§ Problem: From the data below, copy exactly the lines that lie between the one holding "Would you mind pointing out the road" and the one holding "Would you mind pointing out the street in", including both, and nothing more.

§ Natural-language object grounding data:
= = = =

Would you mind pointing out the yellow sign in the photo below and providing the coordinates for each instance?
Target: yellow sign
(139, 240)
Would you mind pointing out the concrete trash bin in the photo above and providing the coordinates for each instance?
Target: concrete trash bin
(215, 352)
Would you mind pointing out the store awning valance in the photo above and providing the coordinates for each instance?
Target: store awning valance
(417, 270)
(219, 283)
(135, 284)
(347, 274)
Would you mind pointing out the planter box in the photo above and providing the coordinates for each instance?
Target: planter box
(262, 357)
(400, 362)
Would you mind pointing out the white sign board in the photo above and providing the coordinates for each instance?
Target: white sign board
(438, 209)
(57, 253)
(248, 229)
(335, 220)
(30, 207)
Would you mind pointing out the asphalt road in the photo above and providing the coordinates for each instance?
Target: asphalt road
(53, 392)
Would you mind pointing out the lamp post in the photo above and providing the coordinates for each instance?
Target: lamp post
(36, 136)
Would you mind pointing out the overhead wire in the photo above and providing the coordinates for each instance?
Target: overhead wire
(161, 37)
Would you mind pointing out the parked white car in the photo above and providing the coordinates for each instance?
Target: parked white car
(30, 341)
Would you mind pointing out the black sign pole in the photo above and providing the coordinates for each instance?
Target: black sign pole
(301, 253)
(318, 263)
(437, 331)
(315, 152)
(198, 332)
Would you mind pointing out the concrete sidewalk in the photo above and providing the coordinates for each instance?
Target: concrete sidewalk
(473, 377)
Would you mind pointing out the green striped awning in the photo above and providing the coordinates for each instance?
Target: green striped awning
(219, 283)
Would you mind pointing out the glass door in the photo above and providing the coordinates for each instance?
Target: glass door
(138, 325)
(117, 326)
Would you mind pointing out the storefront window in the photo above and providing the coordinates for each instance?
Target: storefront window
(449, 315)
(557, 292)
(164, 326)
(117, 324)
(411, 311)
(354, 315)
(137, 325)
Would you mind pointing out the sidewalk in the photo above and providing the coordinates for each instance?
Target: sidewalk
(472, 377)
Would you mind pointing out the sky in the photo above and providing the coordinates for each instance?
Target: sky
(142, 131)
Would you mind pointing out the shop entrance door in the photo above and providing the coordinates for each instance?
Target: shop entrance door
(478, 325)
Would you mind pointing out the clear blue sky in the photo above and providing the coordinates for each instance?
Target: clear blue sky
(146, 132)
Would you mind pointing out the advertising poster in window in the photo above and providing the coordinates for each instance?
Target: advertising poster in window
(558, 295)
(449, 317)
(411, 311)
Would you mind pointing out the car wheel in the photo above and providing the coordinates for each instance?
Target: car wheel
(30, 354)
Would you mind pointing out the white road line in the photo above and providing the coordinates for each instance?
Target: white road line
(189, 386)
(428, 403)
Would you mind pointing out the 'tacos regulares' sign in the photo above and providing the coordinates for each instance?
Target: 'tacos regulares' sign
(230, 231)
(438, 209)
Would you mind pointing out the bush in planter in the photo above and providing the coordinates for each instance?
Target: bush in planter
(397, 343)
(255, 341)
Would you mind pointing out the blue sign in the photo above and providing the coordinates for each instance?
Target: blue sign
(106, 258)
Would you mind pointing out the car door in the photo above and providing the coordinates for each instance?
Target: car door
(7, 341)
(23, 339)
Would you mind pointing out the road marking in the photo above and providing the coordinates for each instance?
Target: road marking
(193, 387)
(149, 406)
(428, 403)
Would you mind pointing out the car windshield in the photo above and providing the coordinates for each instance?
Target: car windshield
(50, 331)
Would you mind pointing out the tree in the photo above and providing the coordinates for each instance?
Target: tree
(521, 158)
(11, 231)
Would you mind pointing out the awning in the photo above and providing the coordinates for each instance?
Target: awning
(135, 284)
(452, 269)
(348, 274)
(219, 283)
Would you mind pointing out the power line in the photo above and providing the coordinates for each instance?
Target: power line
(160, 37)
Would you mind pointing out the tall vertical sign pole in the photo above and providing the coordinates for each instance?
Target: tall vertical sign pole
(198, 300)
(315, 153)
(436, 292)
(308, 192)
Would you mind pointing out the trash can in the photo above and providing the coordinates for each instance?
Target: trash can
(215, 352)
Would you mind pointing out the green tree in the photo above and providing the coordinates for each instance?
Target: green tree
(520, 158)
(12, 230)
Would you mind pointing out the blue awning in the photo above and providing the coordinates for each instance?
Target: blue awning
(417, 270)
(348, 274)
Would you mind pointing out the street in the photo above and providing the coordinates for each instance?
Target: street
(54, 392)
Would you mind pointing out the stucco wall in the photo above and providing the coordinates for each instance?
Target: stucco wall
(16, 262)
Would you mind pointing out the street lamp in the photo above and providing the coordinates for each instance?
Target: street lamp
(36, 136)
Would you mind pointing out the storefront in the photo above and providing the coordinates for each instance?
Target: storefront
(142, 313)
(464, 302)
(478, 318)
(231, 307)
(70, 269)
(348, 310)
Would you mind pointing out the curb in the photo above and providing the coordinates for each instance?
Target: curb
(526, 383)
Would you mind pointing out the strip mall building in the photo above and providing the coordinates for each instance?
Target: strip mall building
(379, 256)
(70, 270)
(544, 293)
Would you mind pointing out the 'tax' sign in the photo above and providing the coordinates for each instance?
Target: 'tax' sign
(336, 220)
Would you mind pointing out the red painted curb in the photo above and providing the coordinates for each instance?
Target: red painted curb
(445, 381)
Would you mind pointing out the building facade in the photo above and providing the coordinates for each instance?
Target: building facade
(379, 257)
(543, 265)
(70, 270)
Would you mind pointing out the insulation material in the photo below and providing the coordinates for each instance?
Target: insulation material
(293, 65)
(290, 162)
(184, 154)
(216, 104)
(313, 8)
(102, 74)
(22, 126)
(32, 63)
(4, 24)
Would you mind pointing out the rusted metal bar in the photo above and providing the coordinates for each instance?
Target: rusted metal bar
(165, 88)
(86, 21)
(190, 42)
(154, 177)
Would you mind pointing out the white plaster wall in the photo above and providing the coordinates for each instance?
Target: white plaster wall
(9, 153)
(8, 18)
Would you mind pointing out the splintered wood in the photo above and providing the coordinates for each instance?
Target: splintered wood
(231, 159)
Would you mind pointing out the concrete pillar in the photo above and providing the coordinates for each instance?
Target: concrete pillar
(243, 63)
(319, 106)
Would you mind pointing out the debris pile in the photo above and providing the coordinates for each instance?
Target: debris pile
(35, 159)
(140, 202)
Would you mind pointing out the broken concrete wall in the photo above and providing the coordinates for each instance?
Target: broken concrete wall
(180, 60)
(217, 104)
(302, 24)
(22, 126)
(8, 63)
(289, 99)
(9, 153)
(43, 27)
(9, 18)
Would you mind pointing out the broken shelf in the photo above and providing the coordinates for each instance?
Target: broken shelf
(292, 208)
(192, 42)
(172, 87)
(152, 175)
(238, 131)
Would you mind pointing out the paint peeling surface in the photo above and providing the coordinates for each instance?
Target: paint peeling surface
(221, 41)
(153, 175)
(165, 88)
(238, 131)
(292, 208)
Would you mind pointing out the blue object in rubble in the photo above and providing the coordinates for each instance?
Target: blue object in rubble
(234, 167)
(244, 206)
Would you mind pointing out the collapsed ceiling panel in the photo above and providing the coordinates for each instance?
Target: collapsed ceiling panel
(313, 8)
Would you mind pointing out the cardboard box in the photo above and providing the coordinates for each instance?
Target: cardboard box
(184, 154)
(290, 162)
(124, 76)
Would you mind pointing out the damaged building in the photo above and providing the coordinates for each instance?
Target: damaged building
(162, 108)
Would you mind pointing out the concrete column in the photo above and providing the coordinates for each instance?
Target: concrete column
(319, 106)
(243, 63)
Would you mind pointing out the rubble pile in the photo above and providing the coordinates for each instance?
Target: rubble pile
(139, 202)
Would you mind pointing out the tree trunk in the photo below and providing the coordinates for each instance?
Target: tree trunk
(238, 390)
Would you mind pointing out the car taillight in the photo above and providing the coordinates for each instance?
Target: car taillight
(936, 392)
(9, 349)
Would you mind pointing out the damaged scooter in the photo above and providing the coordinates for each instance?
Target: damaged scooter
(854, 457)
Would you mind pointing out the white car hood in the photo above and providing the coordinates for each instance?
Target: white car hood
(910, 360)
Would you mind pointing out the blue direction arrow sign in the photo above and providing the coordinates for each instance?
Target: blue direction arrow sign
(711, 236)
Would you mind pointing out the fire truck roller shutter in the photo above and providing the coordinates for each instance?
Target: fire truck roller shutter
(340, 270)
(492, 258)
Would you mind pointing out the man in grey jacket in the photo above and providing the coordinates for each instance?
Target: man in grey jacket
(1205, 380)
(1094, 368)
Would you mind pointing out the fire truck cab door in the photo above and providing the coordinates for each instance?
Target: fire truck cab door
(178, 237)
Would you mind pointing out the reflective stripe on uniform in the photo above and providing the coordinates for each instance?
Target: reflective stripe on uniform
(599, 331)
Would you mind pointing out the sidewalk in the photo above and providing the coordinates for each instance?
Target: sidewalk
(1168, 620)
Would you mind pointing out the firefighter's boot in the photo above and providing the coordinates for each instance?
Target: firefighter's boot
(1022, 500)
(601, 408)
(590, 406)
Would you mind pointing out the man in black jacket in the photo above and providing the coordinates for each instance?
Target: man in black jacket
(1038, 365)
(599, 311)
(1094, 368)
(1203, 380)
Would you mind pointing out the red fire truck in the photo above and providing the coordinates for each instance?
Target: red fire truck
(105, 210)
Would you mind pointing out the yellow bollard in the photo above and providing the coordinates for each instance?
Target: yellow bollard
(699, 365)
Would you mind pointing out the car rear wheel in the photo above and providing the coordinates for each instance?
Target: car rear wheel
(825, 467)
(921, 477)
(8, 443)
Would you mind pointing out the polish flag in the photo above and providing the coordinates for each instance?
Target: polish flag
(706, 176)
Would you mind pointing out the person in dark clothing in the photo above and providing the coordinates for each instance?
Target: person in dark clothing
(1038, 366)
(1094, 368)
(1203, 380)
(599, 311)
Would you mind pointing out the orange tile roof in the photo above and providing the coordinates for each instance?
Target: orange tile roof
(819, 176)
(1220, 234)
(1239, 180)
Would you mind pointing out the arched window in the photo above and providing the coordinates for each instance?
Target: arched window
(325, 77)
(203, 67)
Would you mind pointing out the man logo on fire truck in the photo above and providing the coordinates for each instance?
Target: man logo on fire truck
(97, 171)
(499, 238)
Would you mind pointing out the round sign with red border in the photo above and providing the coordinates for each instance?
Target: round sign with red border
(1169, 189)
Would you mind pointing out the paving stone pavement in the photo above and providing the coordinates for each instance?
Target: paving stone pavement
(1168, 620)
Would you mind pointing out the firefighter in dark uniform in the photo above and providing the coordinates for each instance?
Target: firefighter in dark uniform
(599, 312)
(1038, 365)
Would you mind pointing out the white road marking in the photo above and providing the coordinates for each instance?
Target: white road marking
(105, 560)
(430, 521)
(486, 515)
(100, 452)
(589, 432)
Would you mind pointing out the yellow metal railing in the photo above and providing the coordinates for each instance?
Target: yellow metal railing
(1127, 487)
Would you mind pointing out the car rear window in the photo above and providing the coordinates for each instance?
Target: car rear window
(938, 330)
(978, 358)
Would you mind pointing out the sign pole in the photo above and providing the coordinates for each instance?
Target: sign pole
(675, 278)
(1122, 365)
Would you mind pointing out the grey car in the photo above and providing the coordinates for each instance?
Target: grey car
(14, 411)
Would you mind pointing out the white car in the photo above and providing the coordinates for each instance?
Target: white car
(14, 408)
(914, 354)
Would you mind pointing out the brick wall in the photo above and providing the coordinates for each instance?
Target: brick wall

= = = =

§ Expected answer:
Would you mind pointing out the road marking in the photo above and providing the coordinates for each instance?
Target: road marking
(193, 387)
(149, 406)
(428, 403)
Would you mind pointing out the car windshield in the photo above and providing the coordinates for each instance?
Target: car windshield
(50, 331)
Would you mind pointing out the tree in the photo above and providing the coordinates for each instance?
Target: tree
(521, 158)
(11, 231)
Would you mind pointing out the awning in the photo above and providing the coordinates for each instance?
Target: awning
(135, 284)
(452, 269)
(348, 274)
(219, 283)
Would you mind pointing out the power line in the photo above and providing the coordinates for each instance?
Target: power line
(160, 37)
Would you mind pointing out the tall vertical sign pole in the photo above and providing the coordinates for each instance?
Target: tall vertical sign pole
(198, 300)
(315, 153)
(436, 292)
(308, 192)
Would you mind pointing out the trash can in the photo above and providing the coordinates for each instance?
Target: trash can
(215, 352)
Would you mind pointing out the green tree in the photo above and providing the coordinates for each instance?
Target: green tree
(520, 158)
(12, 230)
Would you mind pointing out the blue awning in the photo above and providing the coordinates for each instance?
Target: blue awning
(417, 270)
(348, 274)
Would you mind pointing out the street in the photo above and providing the coordinates for each instance?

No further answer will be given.